Dataset entries
....
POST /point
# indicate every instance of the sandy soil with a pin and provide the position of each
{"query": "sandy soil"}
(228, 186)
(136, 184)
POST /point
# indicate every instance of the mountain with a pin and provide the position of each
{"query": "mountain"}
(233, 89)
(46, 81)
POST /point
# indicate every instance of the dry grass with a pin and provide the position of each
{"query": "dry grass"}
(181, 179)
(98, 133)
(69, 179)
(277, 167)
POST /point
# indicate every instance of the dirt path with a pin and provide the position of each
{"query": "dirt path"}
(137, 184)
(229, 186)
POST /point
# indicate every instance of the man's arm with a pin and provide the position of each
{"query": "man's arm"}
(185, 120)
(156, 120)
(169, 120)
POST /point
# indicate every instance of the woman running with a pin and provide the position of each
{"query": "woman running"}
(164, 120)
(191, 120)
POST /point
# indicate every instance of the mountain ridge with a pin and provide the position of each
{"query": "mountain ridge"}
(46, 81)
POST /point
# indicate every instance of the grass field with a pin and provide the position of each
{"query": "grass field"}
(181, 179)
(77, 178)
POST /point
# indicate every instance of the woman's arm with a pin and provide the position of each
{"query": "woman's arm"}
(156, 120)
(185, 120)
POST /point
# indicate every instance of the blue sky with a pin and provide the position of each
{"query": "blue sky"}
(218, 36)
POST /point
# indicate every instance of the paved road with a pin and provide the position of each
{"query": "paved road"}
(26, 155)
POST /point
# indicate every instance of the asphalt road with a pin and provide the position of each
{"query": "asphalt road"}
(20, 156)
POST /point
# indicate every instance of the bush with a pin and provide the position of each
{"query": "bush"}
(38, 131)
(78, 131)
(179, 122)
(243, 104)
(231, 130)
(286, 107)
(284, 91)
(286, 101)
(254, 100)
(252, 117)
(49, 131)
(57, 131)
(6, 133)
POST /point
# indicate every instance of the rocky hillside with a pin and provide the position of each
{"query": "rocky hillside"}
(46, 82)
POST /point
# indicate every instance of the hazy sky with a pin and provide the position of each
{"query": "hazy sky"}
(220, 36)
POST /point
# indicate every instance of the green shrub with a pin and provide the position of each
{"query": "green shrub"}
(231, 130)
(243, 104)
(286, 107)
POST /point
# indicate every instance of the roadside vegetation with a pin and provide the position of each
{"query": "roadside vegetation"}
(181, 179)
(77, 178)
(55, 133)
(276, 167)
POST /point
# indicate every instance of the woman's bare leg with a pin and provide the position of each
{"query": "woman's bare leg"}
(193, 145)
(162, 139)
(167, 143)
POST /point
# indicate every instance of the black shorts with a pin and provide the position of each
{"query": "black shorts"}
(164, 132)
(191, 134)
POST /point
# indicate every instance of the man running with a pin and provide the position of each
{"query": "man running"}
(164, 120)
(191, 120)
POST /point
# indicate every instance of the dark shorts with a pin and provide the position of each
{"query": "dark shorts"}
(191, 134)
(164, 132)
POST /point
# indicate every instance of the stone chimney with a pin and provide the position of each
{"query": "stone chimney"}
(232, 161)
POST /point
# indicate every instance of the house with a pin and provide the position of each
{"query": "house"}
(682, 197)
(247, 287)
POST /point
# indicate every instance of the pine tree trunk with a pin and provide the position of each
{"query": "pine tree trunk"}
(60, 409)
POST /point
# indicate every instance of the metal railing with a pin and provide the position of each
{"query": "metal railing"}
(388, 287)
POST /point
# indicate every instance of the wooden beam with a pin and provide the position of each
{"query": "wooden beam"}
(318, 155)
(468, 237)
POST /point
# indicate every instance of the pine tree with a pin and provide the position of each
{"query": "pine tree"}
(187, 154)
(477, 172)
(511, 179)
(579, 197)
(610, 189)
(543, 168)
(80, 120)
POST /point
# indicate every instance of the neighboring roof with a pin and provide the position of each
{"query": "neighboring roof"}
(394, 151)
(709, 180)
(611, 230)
....
— Work instructions —
Each record should be given again exactly as it reads.

— Task response —
POST /point
# indicate every instance of the sandy soil with a pin and provide the position of each
{"query": "sandy soil"}
(228, 186)
(136, 184)
POST /point
# indicate every instance of the mountain with a pin and provide the position of each
{"query": "mountain"}
(233, 89)
(46, 81)
POST /point
# indicate every instance of the dry grass with a pin and provide the position of each
{"query": "dry grass"}
(181, 179)
(98, 133)
(69, 179)
(277, 167)
POST /point
# indicate every instance of the dirt path with a pin and provide the position of each
{"query": "dirt path"}
(137, 184)
(229, 186)
POST /point
# indicate every instance of the man's arm with a pin and provide the position of each
{"query": "man's arm"}
(185, 120)
(156, 120)
(169, 120)
POST /point
# indicate every instance of the woman running with a pin and provide the position of each
{"query": "woman running"}
(164, 120)
(191, 120)
POST /point
# indicate every instance of the mountain ridge with a pin and provide the position of each
{"query": "mountain ridge"}
(46, 81)
POST /point
# indicate every instance of the grass field with a pin and provide the position of each
{"query": "grass field"}
(181, 179)
(77, 178)
POST /point
# indicate every instance of the woman's arm with a pin and provide the position of each
{"query": "woman's arm"}
(156, 120)
(185, 120)
POST /point
# indicate every instance of the blue sky with a pin and provide the position of each
{"query": "blue sky"}
(218, 36)
POST /point
# indicate every instance of the paved road with a pin and provide the position of each
{"query": "paved road"}
(26, 155)
POST /point
# indicate every instance of the asphalt road with a pin and provide the position of each
{"query": "asphalt road"}
(20, 156)
POST /point
# indicate every instance of the bush with a pin and provide the position of each
{"query": "bush"}
(38, 131)
(78, 131)
(179, 122)
(243, 104)
(231, 130)
(286, 107)
(284, 91)
(286, 101)
(254, 100)
(252, 117)
(49, 131)
(57, 131)
(6, 133)
POST /point
# indicate every instance of the rocky hillside with a pin and provide the position of each
{"query": "rocky hillside"}
(46, 82)
POST /point
# indicate every instance of the hazy sky with a pin and provide the position of each
{"query": "hazy sky"}
(220, 36)
POST /point
# indicate every instance of the green shrub with a pin and provide the position of each
{"query": "green shrub"}
(231, 130)
(243, 104)
(286, 107)
POST /point
# indicate every instance of the roadside vegetation with a pin and provide the position of each
{"query": "roadside vegetation"}
(181, 179)
(77, 178)
(55, 133)
(276, 167)
POST /point
# indicate every instance of the woman's bare leg with a pin and provide the position of each
{"query": "woman's bare leg"}
(193, 145)
(162, 139)
(167, 143)
POST /point
# indicate every instance of the black shorts with a pin and provide the position of each
{"query": "black shorts"}
(164, 132)
(191, 134)
POST /point
# indicate every instance of the man running with a pin and provide the position of each
{"query": "man running"}
(164, 120)
(191, 120)
POST /point
# indicate every instance of the dark shorts with a pin and provide the position of each
{"query": "dark shorts"}
(191, 134)
(164, 132)
POST /point
# indicate every instance of the stone chimney with a pin and provide the position of each
{"query": "stone chimney"}
(232, 161)
POST /point
# indicate every instance of the house with a pin and provide the position of each
{"query": "house"}
(682, 197)
(247, 287)
POST /point
# indicate every instance of the pine tree trunk with a pin and provide the position of each
{"query": "pine tree trunk"}
(60, 409)
POST /point
# indicate every instance of the metal railing with a pin and provide the position of each
{"query": "metal railing"}
(388, 287)
POST /point
# indicate every instance of the wooden beam with a pin and provide the position of each
{"query": "wooden beam"}
(318, 155)
(468, 237)
POST /point
# indicate every instance of the pine tree with a pin and provide the position of each
{"query": "pine tree"}
(187, 154)
(477, 172)
(511, 179)
(579, 197)
(610, 189)
(543, 168)
(80, 120)
POST /point
# indicate every instance of the neighboring roof with a pin and provide the position of each
{"query": "neighboring roof"}
(394, 151)
(709, 180)
(611, 230)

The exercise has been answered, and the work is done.